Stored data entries

—————

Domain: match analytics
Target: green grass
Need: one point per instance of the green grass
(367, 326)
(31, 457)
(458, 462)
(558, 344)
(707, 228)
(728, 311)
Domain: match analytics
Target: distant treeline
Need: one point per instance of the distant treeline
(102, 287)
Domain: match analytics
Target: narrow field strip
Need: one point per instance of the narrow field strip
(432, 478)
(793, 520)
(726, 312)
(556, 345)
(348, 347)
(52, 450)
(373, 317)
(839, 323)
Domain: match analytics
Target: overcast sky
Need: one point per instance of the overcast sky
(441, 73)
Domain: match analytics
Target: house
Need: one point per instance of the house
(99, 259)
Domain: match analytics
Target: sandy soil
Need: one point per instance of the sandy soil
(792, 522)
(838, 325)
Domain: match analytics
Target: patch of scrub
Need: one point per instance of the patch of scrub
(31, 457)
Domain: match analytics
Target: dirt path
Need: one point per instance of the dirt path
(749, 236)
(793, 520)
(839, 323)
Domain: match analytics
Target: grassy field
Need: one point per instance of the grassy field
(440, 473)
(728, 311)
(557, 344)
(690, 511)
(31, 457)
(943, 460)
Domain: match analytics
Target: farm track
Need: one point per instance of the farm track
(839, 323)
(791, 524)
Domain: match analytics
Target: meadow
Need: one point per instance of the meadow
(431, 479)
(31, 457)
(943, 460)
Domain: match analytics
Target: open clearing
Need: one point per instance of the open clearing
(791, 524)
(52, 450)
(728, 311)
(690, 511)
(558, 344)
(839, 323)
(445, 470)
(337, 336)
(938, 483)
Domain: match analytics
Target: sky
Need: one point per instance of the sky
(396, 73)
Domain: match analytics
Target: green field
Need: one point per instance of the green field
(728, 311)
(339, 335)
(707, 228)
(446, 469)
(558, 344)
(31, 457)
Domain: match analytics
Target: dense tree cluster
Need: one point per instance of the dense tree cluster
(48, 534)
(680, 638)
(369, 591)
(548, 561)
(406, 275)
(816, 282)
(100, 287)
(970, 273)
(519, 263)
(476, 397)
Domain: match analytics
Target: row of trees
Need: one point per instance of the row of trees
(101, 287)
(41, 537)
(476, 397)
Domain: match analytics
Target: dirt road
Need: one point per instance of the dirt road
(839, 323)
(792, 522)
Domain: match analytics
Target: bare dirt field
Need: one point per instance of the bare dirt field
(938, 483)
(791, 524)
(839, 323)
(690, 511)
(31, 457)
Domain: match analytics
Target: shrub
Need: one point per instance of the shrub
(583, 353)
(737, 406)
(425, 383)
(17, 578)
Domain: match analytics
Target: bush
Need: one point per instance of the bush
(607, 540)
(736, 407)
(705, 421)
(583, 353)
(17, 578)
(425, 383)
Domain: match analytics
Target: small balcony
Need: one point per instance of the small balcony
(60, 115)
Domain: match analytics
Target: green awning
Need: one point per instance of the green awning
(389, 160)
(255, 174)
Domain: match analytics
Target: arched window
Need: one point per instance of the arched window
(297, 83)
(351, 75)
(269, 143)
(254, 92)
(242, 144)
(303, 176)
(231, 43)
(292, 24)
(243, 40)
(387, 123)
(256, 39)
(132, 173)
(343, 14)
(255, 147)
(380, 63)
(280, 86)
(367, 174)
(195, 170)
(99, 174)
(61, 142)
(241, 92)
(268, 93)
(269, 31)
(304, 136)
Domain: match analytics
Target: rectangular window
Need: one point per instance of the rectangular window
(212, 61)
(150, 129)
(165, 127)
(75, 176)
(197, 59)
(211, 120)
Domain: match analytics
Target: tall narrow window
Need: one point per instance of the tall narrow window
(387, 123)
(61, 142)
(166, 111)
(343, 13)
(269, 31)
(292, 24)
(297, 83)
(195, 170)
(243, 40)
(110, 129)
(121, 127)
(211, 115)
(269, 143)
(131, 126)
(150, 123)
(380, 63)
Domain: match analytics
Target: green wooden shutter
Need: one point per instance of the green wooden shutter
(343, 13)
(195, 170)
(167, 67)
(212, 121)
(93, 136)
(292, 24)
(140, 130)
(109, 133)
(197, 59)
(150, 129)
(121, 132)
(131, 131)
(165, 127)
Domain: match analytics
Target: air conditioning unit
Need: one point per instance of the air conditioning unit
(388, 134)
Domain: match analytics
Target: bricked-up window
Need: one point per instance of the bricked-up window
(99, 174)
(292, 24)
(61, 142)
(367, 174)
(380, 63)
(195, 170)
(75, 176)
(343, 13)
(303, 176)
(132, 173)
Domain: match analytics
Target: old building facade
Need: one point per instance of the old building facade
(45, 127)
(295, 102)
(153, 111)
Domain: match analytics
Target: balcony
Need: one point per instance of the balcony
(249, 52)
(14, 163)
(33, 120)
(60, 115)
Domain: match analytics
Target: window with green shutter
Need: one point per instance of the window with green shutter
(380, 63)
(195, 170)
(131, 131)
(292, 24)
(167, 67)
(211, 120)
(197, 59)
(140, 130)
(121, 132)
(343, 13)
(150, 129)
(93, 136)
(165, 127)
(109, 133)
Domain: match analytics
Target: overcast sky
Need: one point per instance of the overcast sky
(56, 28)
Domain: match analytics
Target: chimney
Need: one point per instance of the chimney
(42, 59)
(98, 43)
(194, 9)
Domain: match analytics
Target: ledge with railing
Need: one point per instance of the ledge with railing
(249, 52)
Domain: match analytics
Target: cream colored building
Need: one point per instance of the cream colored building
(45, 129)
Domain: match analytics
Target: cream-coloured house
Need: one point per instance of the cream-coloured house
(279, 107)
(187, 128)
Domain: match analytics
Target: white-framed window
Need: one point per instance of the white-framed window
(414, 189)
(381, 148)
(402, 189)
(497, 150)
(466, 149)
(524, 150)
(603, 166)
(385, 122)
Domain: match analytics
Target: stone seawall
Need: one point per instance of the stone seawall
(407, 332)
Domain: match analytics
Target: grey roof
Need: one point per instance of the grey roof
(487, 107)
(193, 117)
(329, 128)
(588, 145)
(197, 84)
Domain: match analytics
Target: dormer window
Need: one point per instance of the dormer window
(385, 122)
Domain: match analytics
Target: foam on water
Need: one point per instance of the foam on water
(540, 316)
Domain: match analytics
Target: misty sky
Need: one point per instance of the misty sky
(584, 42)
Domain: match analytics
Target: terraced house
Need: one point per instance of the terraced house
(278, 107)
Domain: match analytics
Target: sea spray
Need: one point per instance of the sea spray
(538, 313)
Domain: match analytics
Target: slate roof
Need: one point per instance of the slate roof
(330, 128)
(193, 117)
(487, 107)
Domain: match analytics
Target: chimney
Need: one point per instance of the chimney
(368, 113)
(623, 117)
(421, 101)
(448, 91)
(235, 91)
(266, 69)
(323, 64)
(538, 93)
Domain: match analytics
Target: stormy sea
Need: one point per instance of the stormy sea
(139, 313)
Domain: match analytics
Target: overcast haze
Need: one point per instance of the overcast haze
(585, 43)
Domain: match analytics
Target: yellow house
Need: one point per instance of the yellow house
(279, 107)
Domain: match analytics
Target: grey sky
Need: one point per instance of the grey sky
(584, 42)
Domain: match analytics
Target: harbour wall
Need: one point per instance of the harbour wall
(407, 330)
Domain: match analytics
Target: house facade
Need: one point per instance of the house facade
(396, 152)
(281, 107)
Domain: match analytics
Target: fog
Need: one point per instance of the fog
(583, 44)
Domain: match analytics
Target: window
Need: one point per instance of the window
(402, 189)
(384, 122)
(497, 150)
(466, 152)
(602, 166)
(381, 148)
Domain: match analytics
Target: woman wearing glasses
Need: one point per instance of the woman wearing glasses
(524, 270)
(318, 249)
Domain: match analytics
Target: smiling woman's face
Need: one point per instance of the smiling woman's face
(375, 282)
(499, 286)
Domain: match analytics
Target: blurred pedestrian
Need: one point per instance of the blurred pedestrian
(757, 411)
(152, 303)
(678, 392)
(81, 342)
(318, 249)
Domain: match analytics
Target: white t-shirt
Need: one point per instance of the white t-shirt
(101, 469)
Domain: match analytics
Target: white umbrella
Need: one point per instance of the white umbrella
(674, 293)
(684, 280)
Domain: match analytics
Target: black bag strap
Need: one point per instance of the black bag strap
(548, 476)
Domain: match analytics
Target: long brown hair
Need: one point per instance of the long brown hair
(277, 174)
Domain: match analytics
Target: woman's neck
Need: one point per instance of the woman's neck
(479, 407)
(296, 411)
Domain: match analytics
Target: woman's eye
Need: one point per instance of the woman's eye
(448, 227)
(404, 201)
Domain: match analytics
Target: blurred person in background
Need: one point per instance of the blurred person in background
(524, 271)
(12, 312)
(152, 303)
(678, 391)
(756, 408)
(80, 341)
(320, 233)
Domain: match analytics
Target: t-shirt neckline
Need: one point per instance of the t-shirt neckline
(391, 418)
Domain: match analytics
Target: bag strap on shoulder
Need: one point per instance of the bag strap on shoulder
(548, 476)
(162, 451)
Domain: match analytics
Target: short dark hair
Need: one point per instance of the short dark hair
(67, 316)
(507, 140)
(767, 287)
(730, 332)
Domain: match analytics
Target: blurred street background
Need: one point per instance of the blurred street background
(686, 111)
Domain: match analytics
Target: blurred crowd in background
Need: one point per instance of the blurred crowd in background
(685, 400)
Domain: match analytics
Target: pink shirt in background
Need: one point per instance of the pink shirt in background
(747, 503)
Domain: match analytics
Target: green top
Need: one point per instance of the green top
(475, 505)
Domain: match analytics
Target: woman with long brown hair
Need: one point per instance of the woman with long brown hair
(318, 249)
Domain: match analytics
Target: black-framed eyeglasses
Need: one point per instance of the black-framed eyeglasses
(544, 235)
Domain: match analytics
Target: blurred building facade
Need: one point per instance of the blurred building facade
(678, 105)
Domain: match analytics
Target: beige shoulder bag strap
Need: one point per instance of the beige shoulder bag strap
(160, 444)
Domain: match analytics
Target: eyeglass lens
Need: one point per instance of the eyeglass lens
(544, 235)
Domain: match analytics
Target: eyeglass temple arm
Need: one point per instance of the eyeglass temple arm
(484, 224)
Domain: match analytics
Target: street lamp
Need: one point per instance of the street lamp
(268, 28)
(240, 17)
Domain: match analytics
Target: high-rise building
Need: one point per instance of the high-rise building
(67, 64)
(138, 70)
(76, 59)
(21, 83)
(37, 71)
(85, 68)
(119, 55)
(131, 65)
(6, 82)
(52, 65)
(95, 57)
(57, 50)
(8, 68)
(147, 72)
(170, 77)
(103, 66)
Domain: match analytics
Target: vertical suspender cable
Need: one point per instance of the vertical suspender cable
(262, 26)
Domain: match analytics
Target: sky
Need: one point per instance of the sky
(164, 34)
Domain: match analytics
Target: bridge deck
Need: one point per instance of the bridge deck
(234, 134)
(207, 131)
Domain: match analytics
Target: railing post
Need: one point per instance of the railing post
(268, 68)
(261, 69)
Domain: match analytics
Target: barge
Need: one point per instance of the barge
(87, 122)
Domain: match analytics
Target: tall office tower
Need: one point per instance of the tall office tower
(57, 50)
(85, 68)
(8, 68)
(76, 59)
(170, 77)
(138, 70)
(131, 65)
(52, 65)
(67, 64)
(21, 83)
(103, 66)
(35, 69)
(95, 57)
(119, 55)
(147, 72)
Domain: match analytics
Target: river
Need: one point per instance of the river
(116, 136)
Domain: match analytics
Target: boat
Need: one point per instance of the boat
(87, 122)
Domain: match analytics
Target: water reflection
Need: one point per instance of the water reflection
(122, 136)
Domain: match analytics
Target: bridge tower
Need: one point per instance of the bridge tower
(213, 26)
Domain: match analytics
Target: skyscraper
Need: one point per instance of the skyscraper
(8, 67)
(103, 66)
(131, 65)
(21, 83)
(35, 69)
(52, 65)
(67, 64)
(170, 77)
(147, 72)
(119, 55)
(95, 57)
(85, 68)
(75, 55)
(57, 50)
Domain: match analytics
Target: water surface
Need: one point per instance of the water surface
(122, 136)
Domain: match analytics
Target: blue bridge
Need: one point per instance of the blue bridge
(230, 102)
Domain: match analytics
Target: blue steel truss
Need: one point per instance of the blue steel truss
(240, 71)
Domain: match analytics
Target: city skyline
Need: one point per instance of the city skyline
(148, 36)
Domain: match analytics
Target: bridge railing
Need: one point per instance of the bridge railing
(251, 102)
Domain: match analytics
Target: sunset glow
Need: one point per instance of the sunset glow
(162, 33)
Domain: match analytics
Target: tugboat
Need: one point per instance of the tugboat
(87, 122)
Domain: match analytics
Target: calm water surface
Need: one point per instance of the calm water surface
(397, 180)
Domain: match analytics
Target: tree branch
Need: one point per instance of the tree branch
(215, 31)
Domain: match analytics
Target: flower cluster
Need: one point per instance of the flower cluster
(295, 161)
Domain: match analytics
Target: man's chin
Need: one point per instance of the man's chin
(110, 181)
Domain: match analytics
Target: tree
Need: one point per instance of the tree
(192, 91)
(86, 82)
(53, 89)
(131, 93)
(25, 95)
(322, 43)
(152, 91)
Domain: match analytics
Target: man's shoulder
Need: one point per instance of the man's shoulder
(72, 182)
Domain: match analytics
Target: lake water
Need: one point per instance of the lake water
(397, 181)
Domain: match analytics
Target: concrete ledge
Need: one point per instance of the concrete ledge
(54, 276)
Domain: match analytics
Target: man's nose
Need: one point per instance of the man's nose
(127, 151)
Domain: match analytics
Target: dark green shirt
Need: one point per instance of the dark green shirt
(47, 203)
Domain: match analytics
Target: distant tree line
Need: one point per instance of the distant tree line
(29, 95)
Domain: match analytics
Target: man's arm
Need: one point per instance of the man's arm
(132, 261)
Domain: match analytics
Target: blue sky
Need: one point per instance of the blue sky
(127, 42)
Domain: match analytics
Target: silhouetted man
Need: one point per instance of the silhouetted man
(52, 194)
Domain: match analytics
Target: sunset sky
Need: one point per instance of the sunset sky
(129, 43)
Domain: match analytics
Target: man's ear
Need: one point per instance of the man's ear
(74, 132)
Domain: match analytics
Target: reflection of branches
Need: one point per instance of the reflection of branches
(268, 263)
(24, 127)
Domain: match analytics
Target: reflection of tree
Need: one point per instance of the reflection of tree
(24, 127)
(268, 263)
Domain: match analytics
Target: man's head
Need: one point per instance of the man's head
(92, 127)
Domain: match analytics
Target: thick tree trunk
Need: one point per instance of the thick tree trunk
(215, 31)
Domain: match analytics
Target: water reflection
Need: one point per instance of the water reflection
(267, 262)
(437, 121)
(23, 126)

—————

What you have to do: Could you set down, word for word, only the lines above from the line with "Target: small balcony" to the line with "Target: window with green shutter", including both?

Problem solution:
Target: small balcony
Need: one point per instance of the small balcony
(60, 115)
Domain: match analytics
Target: green awning
Need: one point per instance of the green awning
(389, 160)
(255, 174)
Domain: match analytics
Target: arched window
Need: one point per instance of the arched window
(297, 83)
(351, 75)
(269, 143)
(254, 92)
(242, 144)
(303, 176)
(231, 43)
(292, 24)
(243, 40)
(387, 123)
(256, 39)
(132, 173)
(343, 14)
(255, 147)
(380, 63)
(280, 86)
(367, 174)
(195, 170)
(99, 174)
(61, 142)
(241, 92)
(268, 93)
(269, 31)
(304, 136)
Domain: match analytics
Target: rectangular window
Need: one point per instance of the rectangular window
(212, 61)
(150, 129)
(165, 127)
(75, 176)
(197, 59)
(211, 120)
Domain: match analytics
Target: tall narrow window
Need: one point per instance of the tall narrow window
(387, 123)
(61, 142)
(166, 111)
(343, 13)
(269, 31)
(292, 24)
(297, 83)
(195, 170)
(243, 40)
(110, 129)
(121, 127)
(211, 115)
(269, 143)
(131, 126)
(150, 123)
(380, 63)
Domain: match analytics
Target: green wooden shutter
Need: one point per instance of the green wooden shutter
(343, 13)
(195, 170)
(167, 67)
(212, 121)
(93, 136)
(292, 24)
(140, 130)
(109, 133)
(197, 59)
(150, 129)
(121, 132)
(131, 131)
(165, 127)
Domain: match analytics
Target: air conditioning unit
Need: one point per instance of the air conditioning unit
(388, 134)
Domain: match analytics
Target: bricked-up window
Need: one point per instance of the bricked-up window
(99, 174)
(292, 24)
(61, 142)
(367, 174)
(380, 63)
(195, 170)
(75, 176)
(343, 13)
(303, 176)
(132, 173)
Domain: match analytics
Target: old building facade
Need: one point per instance of the old building facade
(45, 127)
(295, 102)
(153, 111)
Domain: match analytics
Target: balcony
Need: one point per instance of the balcony
(249, 52)
(14, 163)
(33, 120)
(60, 115)
Domain: match analytics
Target: window with green shutter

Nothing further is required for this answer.